• [Request]
Count how many lines in the records below contain the string "green", with case counting. Reply with the number alone.

(Items for identifying locations)
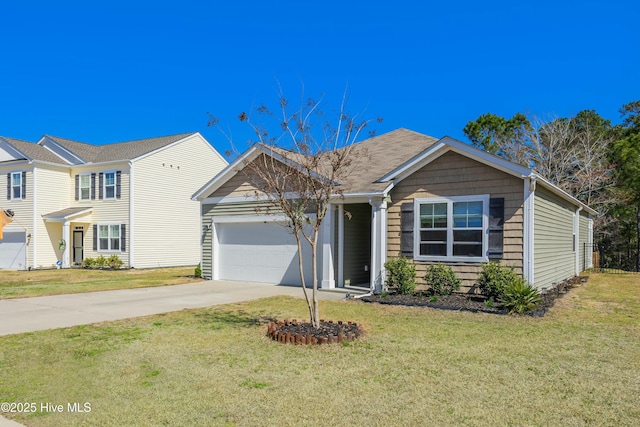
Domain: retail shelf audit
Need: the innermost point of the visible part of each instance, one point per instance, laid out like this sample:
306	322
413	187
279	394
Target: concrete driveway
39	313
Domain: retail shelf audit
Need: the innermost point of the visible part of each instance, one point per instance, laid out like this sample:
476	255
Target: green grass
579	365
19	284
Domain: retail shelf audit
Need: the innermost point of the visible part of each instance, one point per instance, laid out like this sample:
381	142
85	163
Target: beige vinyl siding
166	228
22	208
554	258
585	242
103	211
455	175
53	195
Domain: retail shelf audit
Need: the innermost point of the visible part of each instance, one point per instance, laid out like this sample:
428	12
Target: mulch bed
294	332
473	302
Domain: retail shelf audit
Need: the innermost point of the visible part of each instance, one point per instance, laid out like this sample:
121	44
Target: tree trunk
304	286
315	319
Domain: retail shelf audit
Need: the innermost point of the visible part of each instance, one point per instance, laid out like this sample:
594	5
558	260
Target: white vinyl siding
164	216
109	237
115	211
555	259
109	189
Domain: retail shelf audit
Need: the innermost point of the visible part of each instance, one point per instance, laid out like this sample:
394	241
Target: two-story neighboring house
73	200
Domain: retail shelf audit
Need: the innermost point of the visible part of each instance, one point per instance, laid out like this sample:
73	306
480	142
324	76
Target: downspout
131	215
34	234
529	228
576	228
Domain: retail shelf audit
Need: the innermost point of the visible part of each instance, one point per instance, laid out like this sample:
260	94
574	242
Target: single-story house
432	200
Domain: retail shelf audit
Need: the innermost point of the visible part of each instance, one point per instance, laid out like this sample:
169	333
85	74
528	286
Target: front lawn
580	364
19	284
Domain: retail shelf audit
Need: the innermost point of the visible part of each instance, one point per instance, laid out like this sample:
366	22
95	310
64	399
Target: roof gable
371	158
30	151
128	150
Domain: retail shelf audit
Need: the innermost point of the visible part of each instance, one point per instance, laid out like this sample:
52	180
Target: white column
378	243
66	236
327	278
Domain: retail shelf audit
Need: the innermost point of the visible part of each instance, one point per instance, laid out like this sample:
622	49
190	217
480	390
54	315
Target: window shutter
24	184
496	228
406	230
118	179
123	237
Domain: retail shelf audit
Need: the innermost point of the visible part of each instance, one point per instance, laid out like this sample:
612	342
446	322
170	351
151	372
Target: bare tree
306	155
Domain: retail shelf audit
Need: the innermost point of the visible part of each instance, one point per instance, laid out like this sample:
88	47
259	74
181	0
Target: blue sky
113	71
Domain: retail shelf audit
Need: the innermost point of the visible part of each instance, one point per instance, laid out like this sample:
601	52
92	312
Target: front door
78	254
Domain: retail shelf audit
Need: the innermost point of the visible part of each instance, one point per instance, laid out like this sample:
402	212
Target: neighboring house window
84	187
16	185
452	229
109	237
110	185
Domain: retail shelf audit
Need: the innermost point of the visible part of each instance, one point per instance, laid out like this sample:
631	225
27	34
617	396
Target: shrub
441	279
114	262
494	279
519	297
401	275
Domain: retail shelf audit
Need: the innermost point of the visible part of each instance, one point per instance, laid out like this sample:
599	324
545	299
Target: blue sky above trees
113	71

==

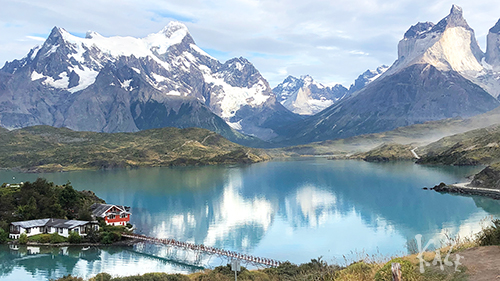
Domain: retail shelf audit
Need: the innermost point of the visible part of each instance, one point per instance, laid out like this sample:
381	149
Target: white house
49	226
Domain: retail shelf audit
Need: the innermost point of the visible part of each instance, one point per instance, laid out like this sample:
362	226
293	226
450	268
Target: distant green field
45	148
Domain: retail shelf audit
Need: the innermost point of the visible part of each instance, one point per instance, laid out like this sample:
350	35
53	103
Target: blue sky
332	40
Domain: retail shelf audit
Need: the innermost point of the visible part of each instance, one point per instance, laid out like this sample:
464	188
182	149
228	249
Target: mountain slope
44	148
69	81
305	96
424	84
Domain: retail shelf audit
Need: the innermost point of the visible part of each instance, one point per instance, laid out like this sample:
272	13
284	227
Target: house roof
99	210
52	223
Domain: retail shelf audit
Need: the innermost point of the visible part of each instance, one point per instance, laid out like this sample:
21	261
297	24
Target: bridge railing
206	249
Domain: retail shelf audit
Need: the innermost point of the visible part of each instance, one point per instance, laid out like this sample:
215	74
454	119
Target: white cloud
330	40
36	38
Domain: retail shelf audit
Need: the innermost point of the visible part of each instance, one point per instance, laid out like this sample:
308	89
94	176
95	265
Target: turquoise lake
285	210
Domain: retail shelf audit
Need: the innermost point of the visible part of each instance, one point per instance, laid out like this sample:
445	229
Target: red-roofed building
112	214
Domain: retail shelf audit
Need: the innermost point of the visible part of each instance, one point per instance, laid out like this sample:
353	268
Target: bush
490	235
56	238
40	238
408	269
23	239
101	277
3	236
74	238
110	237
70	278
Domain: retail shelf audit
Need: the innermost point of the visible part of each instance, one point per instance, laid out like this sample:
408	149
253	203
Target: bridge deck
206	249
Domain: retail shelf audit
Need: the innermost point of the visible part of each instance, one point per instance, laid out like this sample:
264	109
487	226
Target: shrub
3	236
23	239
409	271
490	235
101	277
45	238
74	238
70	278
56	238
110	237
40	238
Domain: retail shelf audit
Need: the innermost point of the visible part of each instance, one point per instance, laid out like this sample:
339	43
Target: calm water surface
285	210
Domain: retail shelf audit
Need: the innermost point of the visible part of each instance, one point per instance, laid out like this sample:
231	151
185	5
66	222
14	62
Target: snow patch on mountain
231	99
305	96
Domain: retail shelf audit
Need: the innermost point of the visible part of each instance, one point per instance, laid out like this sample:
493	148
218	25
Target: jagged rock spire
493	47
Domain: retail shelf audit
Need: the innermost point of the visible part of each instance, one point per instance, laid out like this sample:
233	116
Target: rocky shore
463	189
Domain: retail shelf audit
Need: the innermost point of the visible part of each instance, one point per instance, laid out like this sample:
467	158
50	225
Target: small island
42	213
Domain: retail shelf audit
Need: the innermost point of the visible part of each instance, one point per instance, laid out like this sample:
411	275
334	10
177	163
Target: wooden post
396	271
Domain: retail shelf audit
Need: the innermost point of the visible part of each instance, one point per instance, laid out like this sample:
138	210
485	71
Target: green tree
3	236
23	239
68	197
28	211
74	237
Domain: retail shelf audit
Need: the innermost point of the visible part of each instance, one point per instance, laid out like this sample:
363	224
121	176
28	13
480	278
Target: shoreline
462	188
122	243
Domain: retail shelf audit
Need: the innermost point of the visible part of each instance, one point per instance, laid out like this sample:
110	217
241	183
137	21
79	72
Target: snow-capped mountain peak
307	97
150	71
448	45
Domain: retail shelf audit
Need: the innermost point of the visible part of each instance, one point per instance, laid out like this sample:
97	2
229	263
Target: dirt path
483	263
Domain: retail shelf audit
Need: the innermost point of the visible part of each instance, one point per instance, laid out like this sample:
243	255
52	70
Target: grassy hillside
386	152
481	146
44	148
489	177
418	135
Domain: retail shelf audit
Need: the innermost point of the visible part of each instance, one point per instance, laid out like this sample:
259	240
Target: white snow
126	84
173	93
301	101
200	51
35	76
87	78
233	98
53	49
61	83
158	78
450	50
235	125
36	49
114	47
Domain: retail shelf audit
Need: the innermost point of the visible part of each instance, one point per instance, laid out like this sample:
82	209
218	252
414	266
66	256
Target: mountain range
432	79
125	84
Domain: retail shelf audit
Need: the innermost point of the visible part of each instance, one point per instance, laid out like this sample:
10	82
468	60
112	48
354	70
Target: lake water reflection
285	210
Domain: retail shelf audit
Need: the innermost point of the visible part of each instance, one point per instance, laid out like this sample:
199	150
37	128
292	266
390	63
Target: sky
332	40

* * *

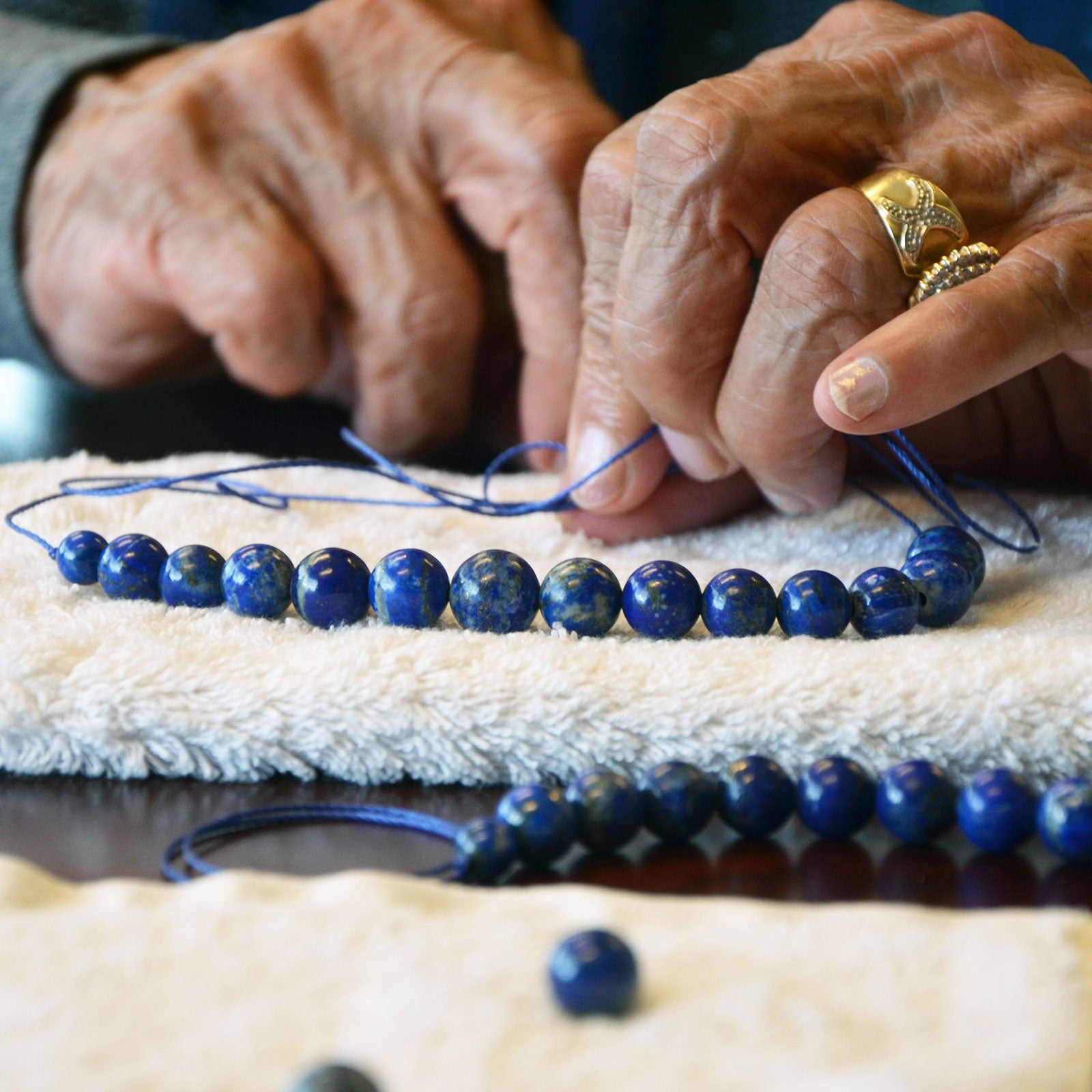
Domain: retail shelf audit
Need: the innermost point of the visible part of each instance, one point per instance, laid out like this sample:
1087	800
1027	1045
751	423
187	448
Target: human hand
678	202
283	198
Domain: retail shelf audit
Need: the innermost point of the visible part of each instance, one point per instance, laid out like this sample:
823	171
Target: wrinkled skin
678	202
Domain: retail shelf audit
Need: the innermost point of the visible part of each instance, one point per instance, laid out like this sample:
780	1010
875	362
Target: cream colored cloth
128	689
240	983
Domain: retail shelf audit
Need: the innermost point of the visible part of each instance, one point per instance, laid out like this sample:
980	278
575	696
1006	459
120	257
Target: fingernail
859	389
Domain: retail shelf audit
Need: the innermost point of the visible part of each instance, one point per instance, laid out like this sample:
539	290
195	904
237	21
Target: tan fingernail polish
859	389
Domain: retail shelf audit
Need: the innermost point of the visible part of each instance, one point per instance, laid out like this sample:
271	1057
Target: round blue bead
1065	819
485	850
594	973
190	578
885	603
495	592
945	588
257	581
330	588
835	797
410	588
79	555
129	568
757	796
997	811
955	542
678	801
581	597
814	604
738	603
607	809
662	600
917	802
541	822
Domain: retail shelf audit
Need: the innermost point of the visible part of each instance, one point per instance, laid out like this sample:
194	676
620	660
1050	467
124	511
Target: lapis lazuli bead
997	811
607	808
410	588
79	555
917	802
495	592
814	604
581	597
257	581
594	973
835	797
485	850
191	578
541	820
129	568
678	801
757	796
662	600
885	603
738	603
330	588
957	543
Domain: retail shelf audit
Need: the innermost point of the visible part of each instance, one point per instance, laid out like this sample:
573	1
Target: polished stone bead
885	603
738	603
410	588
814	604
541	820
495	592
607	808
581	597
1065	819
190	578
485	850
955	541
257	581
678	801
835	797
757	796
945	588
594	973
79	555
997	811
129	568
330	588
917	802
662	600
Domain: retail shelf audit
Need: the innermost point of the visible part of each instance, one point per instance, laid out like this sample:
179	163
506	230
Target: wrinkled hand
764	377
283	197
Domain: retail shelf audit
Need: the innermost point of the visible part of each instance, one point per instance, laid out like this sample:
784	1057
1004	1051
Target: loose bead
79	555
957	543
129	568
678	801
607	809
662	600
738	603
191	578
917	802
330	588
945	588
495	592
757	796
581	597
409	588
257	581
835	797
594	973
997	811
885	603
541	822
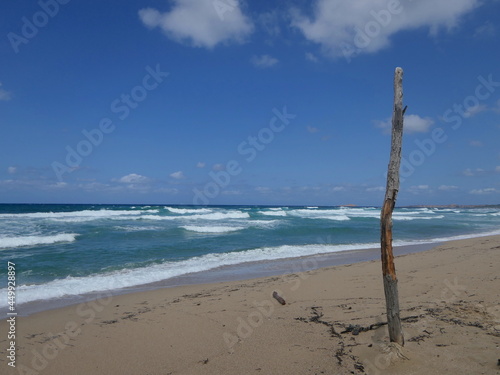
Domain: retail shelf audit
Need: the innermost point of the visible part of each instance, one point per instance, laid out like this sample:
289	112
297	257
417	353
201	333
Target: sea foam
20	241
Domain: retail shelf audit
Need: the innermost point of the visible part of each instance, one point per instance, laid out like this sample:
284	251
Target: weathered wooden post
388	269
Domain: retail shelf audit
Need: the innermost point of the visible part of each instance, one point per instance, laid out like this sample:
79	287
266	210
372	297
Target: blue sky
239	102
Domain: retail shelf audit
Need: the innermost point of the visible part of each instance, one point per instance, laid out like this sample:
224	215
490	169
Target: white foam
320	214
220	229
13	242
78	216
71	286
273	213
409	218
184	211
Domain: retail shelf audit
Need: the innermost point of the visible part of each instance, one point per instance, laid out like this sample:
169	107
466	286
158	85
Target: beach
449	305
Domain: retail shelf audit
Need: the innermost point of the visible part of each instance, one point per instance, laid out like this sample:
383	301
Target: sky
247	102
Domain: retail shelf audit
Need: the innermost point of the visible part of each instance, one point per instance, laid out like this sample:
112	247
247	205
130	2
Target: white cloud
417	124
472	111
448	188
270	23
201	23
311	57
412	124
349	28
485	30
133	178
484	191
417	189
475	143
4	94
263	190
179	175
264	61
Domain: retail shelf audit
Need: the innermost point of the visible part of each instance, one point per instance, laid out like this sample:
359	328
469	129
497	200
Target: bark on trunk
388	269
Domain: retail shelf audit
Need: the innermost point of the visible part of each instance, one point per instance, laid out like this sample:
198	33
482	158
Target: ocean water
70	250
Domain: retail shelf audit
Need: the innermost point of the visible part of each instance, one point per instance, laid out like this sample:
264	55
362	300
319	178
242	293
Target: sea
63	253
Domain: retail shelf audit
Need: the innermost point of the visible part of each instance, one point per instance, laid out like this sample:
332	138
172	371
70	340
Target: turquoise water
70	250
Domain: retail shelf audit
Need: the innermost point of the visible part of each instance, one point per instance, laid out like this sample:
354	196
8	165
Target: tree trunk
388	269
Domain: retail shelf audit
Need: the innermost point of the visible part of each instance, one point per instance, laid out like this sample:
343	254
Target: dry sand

• [Finished exercise]
3